Exercise requirements
Below are lines of data; restate word for word those running from the line containing "50L65 65L60 201L67" to the line containing "negative clicks: (466, 237) (462, 215)", inclusive, and no others.

The records
###

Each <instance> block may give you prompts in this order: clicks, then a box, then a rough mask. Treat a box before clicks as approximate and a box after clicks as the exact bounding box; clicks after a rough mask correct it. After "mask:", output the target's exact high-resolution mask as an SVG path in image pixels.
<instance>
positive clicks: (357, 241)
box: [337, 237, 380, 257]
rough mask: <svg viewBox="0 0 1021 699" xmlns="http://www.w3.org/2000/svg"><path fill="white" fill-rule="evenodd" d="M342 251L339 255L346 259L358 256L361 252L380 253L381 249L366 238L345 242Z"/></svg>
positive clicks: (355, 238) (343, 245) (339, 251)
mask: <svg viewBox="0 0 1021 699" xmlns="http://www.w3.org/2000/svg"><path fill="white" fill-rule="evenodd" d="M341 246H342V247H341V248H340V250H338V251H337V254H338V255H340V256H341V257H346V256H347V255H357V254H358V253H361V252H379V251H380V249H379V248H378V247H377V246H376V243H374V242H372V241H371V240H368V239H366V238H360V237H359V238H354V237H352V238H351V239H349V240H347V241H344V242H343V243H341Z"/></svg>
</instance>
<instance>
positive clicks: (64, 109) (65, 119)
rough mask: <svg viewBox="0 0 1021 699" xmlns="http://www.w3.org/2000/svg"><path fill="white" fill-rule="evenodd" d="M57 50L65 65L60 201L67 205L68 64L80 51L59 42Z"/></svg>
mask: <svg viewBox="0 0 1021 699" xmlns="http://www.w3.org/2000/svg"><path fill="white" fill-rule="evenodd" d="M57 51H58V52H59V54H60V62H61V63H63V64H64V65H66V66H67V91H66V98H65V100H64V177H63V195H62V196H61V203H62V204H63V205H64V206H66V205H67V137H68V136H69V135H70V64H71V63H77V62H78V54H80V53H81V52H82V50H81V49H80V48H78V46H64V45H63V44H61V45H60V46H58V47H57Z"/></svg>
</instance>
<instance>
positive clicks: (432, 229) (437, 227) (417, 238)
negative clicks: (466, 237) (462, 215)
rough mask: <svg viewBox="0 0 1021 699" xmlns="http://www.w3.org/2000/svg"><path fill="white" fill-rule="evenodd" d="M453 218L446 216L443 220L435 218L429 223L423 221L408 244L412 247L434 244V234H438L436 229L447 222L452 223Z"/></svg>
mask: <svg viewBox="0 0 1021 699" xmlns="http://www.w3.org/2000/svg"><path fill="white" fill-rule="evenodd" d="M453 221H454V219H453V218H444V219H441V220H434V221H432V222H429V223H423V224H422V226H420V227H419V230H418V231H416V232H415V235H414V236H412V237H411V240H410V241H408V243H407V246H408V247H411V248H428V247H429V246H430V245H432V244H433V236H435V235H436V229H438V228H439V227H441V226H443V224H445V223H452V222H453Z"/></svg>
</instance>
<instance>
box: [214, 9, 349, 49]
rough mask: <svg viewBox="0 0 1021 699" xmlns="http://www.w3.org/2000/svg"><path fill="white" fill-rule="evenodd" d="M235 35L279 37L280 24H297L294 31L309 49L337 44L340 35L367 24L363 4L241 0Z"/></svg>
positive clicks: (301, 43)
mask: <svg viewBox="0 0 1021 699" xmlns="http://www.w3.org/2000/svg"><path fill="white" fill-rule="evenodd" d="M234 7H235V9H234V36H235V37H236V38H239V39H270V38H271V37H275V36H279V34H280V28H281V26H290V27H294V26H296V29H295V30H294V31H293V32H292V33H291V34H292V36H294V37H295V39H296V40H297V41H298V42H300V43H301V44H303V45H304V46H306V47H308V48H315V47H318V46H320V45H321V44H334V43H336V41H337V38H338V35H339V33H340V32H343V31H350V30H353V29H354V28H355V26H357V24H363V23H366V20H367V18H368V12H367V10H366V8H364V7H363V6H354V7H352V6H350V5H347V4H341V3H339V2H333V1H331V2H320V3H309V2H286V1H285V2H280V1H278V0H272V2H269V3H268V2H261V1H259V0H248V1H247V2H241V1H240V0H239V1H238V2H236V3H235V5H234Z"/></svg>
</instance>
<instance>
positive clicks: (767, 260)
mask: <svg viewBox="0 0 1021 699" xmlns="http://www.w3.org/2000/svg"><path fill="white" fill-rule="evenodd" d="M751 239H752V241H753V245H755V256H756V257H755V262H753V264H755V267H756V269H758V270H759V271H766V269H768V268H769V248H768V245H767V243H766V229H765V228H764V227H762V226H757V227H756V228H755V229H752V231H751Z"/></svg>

###

Completed task
rough mask: <svg viewBox="0 0 1021 699" xmlns="http://www.w3.org/2000/svg"><path fill="white" fill-rule="evenodd" d="M57 50L65 65L60 201L67 205L68 64L80 51L59 42Z"/></svg>
mask: <svg viewBox="0 0 1021 699" xmlns="http://www.w3.org/2000/svg"><path fill="white" fill-rule="evenodd" d="M57 51H58V52H59V54H60V62H61V63H63V64H64V65H66V66H67V91H66V98H65V100H64V177H63V195H62V196H61V203H62V204H63V205H64V206H66V205H67V137H68V136H69V135H70V64H71V63H77V62H78V54H80V53H81V52H82V50H81V49H80V48H78V46H64V45H63V44H61V45H60V46H58V47H57Z"/></svg>
</instance>
<instance>
positive clicks: (432, 229) (437, 227) (417, 238)
negative clicks: (466, 237) (462, 215)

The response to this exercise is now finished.